[begin Extracted records]

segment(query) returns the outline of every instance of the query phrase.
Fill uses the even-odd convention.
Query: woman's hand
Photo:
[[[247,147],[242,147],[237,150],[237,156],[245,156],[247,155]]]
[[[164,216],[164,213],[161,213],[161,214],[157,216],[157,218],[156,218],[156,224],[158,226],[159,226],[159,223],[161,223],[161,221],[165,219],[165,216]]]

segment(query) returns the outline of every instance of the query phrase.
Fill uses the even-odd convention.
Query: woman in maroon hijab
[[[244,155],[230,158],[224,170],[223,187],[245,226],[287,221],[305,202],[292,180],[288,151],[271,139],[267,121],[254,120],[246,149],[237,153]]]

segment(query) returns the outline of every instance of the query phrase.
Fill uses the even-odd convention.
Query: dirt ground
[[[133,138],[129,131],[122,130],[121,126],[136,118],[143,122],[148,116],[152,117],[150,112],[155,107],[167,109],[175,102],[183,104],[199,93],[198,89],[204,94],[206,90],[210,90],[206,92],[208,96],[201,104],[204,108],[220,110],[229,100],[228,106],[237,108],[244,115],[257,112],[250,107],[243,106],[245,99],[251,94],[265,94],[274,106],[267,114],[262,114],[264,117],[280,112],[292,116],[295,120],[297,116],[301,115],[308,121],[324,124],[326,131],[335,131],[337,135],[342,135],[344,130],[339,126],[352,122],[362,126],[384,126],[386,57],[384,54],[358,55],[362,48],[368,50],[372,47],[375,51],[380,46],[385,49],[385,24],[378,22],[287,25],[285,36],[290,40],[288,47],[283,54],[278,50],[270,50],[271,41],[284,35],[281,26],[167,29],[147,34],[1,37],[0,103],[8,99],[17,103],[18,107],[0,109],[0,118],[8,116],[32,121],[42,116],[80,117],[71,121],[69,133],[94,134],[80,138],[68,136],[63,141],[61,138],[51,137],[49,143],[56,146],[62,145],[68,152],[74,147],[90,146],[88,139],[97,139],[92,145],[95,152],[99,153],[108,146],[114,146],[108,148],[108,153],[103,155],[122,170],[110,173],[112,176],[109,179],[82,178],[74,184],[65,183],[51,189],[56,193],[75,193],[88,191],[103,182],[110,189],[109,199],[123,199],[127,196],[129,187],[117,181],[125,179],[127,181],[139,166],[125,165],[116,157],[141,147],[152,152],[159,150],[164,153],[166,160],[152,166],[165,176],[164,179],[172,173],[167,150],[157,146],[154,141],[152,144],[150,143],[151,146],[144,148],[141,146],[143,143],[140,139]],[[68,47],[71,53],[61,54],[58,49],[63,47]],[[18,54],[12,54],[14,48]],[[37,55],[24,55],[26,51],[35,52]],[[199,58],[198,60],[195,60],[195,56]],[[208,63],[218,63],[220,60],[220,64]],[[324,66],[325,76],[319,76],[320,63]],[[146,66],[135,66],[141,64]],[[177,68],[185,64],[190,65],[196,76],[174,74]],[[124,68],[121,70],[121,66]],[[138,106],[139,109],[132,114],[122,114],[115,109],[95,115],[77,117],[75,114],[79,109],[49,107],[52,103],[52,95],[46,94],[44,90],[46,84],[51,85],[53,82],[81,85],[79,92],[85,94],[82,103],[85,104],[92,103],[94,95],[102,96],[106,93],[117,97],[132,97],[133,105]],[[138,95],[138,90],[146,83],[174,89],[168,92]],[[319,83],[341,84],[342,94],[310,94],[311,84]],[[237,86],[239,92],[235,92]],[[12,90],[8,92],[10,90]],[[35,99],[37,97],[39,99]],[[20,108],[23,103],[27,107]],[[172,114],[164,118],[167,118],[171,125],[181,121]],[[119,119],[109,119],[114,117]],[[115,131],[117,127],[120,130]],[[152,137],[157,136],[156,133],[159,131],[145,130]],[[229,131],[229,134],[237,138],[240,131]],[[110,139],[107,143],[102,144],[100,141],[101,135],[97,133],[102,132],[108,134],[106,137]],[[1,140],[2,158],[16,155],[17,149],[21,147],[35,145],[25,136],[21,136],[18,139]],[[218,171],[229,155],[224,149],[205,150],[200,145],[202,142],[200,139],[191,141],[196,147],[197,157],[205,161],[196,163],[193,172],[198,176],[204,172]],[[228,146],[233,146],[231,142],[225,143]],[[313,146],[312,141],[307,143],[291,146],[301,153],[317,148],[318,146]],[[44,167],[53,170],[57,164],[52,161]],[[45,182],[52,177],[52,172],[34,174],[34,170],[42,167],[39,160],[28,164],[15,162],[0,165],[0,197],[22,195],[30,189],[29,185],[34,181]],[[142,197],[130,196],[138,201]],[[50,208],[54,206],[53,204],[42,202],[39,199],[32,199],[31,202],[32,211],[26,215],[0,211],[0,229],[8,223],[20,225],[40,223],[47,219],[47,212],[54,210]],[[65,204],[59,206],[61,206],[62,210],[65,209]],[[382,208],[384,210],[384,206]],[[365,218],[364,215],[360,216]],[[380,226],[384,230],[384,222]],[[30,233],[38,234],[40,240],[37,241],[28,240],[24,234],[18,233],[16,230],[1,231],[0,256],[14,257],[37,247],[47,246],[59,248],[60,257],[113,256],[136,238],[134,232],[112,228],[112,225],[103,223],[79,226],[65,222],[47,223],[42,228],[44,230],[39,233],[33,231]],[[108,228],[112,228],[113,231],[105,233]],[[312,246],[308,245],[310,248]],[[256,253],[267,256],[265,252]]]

[end Extracted records]

Goal: Rewrite the records from the start through the line containing "[[[247,147],[242,147],[237,150],[237,156],[245,156],[247,155]]]", changing "outline" to "contour" and leaving everything else as it is.

Completed exercise:
segment(query) returns the contour of every instance of the query phrase.
Fill uses the even-odd convention.
Query: woman's hand
Photo:
[[[247,147],[242,147],[237,150],[237,156],[245,156],[247,155]]]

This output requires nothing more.